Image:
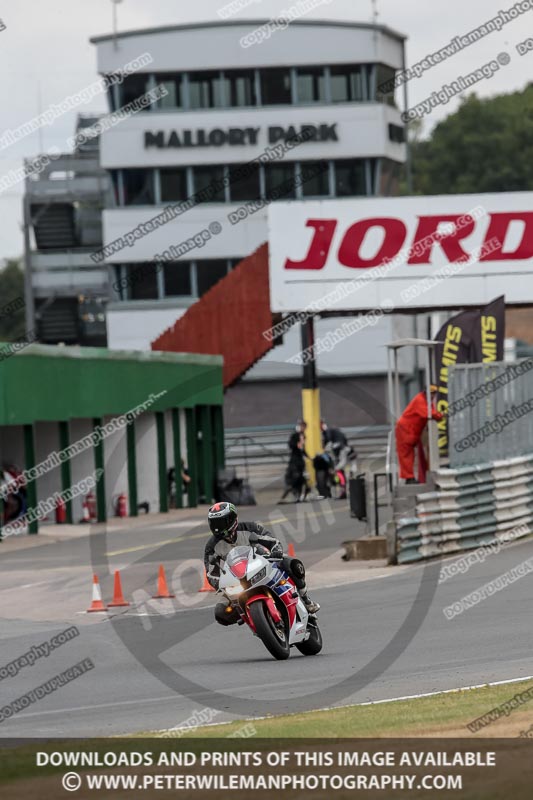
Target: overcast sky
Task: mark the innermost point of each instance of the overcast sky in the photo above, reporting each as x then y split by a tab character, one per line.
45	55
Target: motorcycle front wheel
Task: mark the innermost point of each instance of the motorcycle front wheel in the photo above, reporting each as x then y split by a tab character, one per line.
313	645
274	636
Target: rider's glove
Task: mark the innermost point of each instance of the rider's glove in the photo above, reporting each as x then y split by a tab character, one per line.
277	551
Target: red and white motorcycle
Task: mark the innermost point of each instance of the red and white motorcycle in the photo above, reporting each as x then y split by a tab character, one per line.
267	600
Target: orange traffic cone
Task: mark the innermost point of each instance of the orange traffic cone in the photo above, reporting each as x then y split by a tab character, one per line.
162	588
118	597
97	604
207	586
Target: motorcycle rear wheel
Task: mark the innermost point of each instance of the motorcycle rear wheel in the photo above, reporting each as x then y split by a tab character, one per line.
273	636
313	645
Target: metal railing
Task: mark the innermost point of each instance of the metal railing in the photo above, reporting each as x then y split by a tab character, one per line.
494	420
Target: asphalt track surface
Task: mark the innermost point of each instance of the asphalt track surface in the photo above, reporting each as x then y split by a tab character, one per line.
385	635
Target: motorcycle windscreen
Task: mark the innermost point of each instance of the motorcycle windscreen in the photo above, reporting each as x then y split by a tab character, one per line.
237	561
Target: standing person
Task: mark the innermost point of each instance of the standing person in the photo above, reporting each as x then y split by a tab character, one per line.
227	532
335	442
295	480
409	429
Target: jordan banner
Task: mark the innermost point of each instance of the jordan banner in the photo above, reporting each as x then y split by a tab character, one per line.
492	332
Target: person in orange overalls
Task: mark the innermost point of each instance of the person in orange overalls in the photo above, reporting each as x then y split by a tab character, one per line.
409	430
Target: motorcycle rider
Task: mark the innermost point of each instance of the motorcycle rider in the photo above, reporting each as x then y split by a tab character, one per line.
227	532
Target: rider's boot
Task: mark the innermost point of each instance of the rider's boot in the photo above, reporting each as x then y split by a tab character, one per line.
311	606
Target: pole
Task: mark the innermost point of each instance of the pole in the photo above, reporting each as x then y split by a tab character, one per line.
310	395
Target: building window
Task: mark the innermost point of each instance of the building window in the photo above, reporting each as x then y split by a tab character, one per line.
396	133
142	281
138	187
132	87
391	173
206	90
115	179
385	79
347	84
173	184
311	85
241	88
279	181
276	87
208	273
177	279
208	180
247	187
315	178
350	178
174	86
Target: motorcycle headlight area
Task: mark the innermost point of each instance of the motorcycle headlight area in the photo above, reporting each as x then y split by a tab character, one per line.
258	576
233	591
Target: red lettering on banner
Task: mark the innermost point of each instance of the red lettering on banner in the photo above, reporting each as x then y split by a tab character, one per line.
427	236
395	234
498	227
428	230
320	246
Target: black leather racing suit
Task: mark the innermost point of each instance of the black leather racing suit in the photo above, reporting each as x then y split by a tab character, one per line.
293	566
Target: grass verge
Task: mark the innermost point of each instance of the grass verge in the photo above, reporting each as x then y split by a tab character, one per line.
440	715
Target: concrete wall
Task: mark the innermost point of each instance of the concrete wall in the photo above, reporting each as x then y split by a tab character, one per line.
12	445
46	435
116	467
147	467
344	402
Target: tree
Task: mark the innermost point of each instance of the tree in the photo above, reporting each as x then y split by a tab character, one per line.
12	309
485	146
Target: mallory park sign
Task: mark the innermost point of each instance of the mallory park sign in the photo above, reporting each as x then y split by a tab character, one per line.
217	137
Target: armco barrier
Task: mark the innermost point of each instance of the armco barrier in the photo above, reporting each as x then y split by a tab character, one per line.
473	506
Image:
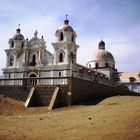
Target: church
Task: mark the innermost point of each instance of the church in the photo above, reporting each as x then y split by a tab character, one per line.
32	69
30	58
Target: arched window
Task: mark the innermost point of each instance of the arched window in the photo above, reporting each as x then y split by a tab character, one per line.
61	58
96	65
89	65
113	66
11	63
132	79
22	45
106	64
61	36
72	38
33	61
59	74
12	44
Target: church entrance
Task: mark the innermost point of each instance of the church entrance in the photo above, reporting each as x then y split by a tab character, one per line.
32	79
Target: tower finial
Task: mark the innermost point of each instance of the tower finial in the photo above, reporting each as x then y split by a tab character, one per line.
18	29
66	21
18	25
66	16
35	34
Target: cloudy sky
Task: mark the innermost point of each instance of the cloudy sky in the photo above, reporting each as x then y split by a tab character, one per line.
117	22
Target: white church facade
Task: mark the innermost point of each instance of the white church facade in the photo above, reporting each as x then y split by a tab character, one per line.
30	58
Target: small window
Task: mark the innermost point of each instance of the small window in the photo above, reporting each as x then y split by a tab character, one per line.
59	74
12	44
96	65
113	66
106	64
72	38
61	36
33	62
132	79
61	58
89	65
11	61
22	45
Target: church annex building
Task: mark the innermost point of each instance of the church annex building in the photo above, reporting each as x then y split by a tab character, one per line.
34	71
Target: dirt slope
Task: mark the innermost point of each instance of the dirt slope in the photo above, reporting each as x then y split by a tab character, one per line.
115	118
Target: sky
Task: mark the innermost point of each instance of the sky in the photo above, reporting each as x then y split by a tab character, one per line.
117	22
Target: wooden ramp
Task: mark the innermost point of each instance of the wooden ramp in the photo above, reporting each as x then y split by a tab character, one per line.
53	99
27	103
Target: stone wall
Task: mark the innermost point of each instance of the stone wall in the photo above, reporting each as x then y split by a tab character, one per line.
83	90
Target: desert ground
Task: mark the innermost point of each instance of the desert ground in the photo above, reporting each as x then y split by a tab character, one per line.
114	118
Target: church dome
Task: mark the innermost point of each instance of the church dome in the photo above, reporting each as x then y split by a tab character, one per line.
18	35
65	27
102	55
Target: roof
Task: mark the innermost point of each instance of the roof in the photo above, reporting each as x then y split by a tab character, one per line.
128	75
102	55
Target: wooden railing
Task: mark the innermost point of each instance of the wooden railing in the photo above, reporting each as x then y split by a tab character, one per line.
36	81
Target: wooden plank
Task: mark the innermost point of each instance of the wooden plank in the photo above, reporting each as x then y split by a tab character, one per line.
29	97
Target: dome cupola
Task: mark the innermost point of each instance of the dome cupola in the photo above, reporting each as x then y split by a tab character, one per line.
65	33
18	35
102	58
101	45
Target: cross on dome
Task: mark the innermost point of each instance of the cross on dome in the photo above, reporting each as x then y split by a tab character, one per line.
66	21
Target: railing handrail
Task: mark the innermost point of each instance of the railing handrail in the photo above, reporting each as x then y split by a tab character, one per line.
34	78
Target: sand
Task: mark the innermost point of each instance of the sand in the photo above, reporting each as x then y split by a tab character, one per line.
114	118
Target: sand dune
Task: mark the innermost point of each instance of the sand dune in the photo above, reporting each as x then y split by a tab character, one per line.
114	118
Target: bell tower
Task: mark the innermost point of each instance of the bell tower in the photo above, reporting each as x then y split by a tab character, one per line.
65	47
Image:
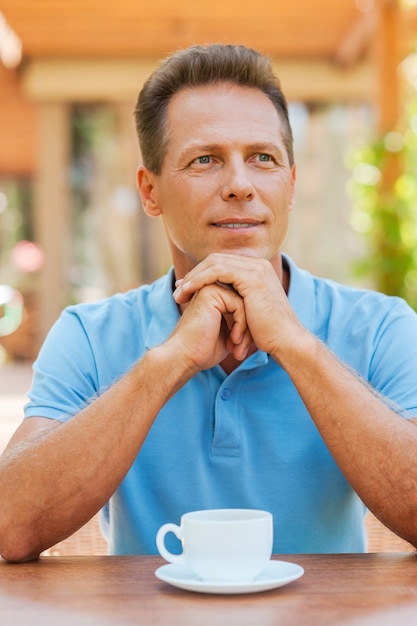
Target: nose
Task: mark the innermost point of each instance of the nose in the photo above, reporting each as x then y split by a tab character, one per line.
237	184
======
_The request:_ Go through the listing above and quote it exactly, apart from its images.

_Solution for this problem:_
Image:
Target: overcast sky
Task: mark the innermost point of each instance of the overcast sky in the photo above, reporting each as x then y split by a tab character, one per line.
45	55
Target: motorcycle front wheel
Task: mark the innermost point of each instance of the motorcycle front wheel in the photo above, reporting each as x then y split by a tab character, one per line.
313	645
274	636
Target: rider's glove
Task: mark the innermost point of each instance of the rider's glove in the photo above, reporting each as x then y split by a tab character, one per line.
277	551
Target: red and white motorcycle
Task: mark the innermost point of each instance of the red and white motorcycle in the photo above, reporting each as x then y split by a tab character, one per line.
267	600
Target: orange traffic cone
Task: mark the innermost point of each instance of the orange traffic cone in the photo above, reporting each as x then y split by a tab character, one per line.
162	588
118	597
97	604
207	586
Target: motorcycle rear wheel
Task: mark the innermost point of each instance of the motorcycle rear wheel in the photo above, reporting each as x then y split by a tab character, one per line.
273	636
313	645
Target: metal railing
Task: mark the innermost point of each instance of the metal railing in the photo above, reporting each as x then y split by a tab character, one per line.
494	420
Target: asphalt track surface
Task: mark the innermost point of each instance of the asphalt track surface in the photo above, reporting each as x then y split by a tab character, one per line.
385	635
Target: motorcycle windscreen
Task: mark the innermost point of each instance of the motorcycle windscreen in the photo above, reporting each as x then y split by a tab character, one per line.
237	561
Target: standing person
Task: mark the innermost point of each instance of the standing person in the photo above, reporting each as x then y split by a tab character, one per line.
227	532
335	442
295	480
409	429
Target: jordan banner
Task: mark the innermost point of each instance of the jordan banner in the photo above, reporting each as x then y split by a tab character, one per line.
492	332
Target: person in orange overalls
Task: mark the innermost point of each instance of the person in orange overalls in the photo above, reporting each as x then y split by a tab character, one per line.
409	430
Target: motorcycle rider
Task: mark the innermost point of each instance of the motorcycle rider in the photo above, reporting each as x then y split by a tab character, one per line.
227	532
Target: rider's boot
Task: mark the innermost point of each instance of the rider's boot in the photo above, reporting each as x then y split by a tab character, one per line.
311	606
Target: pole
Task: mark the innermost point of each instance of the pole in the photo above, reporting each as x then y split by a tab character, one per line.
310	395
Target: building window
Task: mark the innermost point of each instance of the building window in the photo above, reporting each as x then y split by a tab character, one per line.
396	133
142	281
138	187
132	87
391	173
206	90
115	179
385	79
347	84
173	184
311	85
241	88
279	181
276	87
208	273
177	279
208	180
247	187
315	178
350	178
174	86
Target: motorcycle headlight area
Task: mark the innermost point of each instance of the motorcycle headlight area in the photo above, reporting each as x then y split by a tab character, one per line.
258	576
233	591
Target: red lettering on banner
Task: mark the innermost point of each instance of the red lettering on banner in the photo above, reporting each as x then y split by a tab character, one per line.
427	236
395	234
498	227
428	230
320	246
Target: black leather racing suit
Task: mark the innermost point of each instance of the black leather racing suit in the photo above, reporting each as x then y split by a tab character, one per line.
293	566
Target: grass verge
Task: mark the innermost point of each instance of the grass verge in the photo above, reporting each as x then y split by a tab character, one per line.
440	715
Target: concrete wall
Task: mark the innermost point of each instance of the concrete wall in the photo above, reporting each as x then y split by a tab character, one per line.
12	445
46	435
116	467
147	467
344	402
Target: tree
Task: mark the innermost point of each instance of the tree in the photo above, reporting each as x then y split by a tab character, one per line.
12	309
485	146
Target: mallory park sign
Task: mark the innermost point of each instance of the mallory park sign in the photo above, reporting each as x then y split by a tab character, one per line.
217	137
Target: armco barrier
Task: mark the innermost point of each instance of the armco barrier in the photo above, reporting each as x then y split by a tab character, one per line.
473	506
Image:
Target: church
Task: mark the innermost point of each instance of the church in the photo above, reporting each as x then y split by a tab character, one per line.
32	69
30	58
Target: arched window
Task: mark the innermost point of each instance of the arched window in the photo above, reporting each as x then y split by a tab character, one per line.
61	58
96	65
89	65
113	66
11	63
132	79
22	45
106	64
61	36
72	38
33	61
59	74
12	44
Target: church entrance
Task: mark the innermost point of each instance of the church entrance in the photo above, reporting each as x then y split by a tab character, one per line.
32	79
Target: tower finial
Task: mark the innermost point of each instance of the tower finial in the photo above, reporting each as x then y split by a tab character, one per line.
18	29
66	21
18	25
66	16
35	34
Target: cloudy sky
Task: mark the innermost point of each instance of the cloudy sky in the photo above, reporting each as x then y split by a tab character, one per line.
117	22
Target: white church facade
Task: mark the innermost point of each instance of the white church facade in the photo above, reporting each as x then y split by a tab character, one per line.
30	58
Target: small window
Task: mark the innermost point of each instance of the small window in the photo above, reporting each as x then y split by a tab character, one per line.
59	74
12	44
96	65
113	66
106	64
72	38
61	36
33	62
132	79
61	58
89	65
11	61
22	45
Target: church annex building
Task: mark the innermost point of each instance of the church annex building in the photo above, reporting each as x then y split by a tab character, one per line.
34	71
Target: dirt slope
Task: mark the innermost point of each instance of the dirt slope in the photo above, reporting each as x then y split by a tab character, one per line.
115	118
Target: sky
Task: mark the innermost point of each instance of the sky in the photo above, reporting each as x then y split by a tab character, one per line.
117	22
Target: wooden ramp
Task: mark the innermost point of each instance of the wooden ramp in the photo above, reporting each as x then y split by a tab character, one per line.
53	99
27	103
Target: stone wall
Task: mark the innermost point of each instance of the stone wall in the photo above, reporting each as x then y split by a tab character, one per line.
83	90
Target: desert ground
Task: mark the innermost point of each instance of the desert ground in the photo above, reporting each as x then y split by a tab character, one per line.
114	118
Target: church dome
Task: mark the innermost point of each instance of the church dome in the photo above, reporting each as x then y split by a tab character, one per line.
18	35
65	27
102	55
Target: roof
Task: mark the innermost point of each instance of the roof in the photo above, reporting each as x then y split by a tab character, one per line.
128	75
102	55
Target: wooden railing
Task: mark the innermost point of each instance of the wooden railing in the photo above, reporting each as x then y split by a tab character, one per line.
36	81
Target: wooden plank
Task: mark the innermost point of each instance of the wooden plank in the photo above, reporting each as x then y split by a tab character, one per line.
29	97
Target: dome cupola
Task: mark the innermost point of each instance of the dome cupola in the photo above, reporting each as x then y split by a tab character, one per line.
65	33
18	35
102	58
101	45
Target: cross on dome
Task: mark the innermost point of each instance of the cross on dome in the photo above, reporting each as x then y split by a tab character, one per line.
66	21
Target: railing handrail
Task: mark the innermost point of each instance of the railing handrail in the photo above, reporting each as x then y split by a tab character, one per line.
34	78
Target: sand
Task: mark the innermost point of each instance of the sand in the photo above, reporting each as x then y split by a tab character, one per line.
114	118
Target: sand dune
Task: mark the innermost point of each instance of the sand dune in the photo above, reporting each as x then y split by a tab character, one per line.
114	118
Target: bell tower
Task: mark the innermost point of each instance of the bell tower in the photo above, reporting each as x then y split by a tab character, one per line.
65	47
Image:
Target: nose
Task: mark the innermost point of each instance of the nose in the photo above, reporting each as x then y split by a tab character, one per line.
237	184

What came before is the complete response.